Schriftliche Aufgabe —
Gib jede Zeile der folgenden Datensätze, in der das Wort „pool“ vorkommt, unverändert wieder.

[Datensätze zur Positionsbestimmung]
<<<<

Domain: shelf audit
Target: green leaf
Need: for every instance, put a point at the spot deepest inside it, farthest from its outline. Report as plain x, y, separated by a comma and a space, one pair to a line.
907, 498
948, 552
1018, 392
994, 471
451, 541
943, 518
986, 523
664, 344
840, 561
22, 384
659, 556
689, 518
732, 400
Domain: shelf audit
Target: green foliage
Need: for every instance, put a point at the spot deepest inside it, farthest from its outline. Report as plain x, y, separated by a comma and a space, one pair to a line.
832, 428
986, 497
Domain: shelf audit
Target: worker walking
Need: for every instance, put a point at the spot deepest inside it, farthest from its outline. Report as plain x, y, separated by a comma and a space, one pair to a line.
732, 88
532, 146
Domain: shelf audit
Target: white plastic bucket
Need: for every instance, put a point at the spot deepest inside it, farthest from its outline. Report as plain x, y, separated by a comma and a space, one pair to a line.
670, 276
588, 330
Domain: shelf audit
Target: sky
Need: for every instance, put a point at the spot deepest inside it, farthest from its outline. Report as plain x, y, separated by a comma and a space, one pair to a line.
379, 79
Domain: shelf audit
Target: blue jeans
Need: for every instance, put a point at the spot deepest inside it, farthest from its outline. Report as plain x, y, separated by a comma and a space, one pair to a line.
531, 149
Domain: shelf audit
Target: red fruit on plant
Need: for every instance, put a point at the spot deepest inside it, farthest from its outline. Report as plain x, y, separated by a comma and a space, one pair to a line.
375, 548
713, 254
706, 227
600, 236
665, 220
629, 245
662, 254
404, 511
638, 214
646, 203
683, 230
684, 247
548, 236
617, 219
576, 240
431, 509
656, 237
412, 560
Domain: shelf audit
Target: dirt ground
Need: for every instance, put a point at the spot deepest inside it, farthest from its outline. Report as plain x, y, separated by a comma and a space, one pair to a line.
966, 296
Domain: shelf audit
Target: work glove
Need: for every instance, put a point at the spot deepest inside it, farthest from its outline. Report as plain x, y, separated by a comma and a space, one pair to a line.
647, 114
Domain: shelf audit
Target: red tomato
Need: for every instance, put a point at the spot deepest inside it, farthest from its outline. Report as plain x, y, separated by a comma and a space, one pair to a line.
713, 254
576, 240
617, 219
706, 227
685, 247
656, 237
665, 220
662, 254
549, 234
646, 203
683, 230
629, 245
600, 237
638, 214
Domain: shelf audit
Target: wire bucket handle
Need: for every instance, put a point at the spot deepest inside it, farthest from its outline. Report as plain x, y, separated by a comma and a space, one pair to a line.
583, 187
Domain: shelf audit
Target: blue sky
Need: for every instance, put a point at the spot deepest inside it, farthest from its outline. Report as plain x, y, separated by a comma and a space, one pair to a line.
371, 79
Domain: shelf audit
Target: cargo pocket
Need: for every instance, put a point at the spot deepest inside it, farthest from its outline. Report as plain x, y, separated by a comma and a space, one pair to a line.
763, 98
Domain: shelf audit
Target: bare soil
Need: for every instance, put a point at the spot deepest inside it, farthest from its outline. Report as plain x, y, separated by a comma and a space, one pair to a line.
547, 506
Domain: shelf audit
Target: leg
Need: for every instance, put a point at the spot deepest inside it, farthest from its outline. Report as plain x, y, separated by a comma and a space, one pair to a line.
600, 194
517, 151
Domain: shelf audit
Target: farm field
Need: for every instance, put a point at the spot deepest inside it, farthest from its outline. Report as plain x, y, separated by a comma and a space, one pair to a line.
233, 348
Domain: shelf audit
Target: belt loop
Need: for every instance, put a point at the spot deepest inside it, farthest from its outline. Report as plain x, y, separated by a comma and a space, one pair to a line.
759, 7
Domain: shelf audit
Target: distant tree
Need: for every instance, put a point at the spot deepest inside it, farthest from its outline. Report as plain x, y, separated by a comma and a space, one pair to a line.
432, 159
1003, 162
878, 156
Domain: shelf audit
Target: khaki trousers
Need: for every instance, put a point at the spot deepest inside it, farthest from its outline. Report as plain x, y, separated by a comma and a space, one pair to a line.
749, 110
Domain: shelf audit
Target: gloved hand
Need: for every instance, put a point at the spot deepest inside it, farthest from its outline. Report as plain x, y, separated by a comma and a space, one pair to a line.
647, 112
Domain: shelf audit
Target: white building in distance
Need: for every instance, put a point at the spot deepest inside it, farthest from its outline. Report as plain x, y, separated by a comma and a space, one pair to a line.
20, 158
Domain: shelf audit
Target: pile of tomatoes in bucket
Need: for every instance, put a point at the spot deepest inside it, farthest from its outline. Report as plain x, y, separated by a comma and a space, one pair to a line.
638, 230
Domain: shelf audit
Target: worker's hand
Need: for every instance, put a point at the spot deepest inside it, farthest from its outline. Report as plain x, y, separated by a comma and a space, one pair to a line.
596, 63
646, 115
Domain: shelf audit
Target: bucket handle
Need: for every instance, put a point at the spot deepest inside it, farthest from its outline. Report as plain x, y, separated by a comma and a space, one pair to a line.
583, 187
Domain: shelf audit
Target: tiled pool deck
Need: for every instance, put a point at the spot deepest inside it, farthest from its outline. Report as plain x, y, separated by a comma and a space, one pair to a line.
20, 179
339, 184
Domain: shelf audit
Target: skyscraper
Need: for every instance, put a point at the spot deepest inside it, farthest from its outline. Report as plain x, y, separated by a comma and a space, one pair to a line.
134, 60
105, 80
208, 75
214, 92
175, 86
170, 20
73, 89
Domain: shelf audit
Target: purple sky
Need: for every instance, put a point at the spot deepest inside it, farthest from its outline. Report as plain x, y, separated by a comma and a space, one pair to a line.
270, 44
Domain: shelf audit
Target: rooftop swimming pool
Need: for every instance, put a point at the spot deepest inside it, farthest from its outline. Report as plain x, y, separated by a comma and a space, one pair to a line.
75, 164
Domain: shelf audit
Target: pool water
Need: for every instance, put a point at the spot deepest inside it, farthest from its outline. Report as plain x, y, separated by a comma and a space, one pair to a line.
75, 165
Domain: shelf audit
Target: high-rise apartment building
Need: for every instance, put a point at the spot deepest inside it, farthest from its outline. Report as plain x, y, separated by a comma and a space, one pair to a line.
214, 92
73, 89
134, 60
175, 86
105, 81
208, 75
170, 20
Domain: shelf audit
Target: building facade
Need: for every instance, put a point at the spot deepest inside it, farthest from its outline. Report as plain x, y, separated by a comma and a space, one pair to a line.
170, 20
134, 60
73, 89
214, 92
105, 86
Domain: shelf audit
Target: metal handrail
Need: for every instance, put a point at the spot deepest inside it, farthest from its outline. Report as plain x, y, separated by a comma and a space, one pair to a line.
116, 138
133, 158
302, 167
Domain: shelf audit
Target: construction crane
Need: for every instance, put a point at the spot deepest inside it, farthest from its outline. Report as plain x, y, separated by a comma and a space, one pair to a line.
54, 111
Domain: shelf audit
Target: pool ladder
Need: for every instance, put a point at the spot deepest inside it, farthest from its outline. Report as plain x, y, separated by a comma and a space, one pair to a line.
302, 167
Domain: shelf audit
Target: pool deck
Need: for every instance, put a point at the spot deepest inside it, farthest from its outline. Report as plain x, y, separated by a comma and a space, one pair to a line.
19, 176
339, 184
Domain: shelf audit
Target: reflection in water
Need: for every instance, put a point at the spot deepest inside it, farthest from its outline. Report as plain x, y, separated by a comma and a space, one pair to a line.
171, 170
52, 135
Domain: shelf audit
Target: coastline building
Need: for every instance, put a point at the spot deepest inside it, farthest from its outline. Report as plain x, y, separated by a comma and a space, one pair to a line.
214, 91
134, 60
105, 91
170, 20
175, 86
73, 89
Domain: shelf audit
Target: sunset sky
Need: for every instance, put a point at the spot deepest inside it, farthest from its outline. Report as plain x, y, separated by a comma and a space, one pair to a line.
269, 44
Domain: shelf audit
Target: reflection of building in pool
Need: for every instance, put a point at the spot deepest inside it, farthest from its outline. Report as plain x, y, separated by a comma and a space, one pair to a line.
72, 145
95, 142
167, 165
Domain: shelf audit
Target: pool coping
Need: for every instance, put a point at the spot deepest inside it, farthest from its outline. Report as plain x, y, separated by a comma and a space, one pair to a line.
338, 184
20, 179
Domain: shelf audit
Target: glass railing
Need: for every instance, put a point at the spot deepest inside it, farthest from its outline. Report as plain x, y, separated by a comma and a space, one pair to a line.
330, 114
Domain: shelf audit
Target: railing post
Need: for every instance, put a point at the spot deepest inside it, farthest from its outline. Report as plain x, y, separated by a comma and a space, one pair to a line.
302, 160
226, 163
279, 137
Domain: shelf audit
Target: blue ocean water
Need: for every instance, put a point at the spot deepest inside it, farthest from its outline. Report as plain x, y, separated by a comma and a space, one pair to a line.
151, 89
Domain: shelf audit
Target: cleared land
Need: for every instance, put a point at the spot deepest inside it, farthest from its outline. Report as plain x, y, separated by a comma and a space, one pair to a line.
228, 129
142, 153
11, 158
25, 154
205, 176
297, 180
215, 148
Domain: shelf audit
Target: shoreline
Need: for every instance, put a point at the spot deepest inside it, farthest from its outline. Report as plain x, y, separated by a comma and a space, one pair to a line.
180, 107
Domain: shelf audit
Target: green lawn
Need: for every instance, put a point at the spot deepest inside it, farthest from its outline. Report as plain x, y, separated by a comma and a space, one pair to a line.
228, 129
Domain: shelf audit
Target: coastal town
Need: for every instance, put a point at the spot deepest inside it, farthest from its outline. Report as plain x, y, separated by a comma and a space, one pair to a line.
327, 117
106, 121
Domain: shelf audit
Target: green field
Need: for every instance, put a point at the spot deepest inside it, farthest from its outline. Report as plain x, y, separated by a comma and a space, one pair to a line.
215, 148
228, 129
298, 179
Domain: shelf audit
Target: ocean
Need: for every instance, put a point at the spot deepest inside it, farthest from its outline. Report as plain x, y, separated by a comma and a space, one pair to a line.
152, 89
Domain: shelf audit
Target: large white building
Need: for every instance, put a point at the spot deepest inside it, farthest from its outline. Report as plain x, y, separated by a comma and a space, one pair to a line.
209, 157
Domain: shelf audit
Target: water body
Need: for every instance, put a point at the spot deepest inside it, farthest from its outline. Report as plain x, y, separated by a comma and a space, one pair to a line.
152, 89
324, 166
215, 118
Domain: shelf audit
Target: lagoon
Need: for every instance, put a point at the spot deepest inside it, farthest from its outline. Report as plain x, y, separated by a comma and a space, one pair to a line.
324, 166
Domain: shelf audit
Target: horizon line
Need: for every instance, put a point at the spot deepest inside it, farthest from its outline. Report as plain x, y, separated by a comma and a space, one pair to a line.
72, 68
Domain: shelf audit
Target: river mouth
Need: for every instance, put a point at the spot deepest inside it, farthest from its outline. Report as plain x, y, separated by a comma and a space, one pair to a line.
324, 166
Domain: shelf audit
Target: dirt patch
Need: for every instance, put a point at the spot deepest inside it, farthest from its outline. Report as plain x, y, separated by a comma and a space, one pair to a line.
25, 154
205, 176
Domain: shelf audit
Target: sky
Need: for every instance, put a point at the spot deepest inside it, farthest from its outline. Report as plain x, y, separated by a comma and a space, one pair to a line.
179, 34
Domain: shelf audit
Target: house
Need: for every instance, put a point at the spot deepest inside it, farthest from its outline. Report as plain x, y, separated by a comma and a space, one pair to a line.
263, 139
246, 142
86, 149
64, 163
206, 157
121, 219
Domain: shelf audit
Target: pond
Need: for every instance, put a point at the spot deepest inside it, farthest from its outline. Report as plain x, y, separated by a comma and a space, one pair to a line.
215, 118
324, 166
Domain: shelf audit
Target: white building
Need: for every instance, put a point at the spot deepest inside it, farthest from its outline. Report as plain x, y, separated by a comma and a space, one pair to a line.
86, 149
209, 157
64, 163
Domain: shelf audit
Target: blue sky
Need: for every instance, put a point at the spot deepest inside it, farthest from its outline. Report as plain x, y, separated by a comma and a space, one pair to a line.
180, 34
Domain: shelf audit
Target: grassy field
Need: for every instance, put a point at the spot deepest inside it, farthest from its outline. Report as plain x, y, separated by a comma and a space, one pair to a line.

>>>>

Richtige Antwort —
Target: tiled pool deck
Target: rooftop swimming pool
Target: pool water
Target: pool ladder
Target: pool deck
Target: reflection of building in pool
Target: pool coping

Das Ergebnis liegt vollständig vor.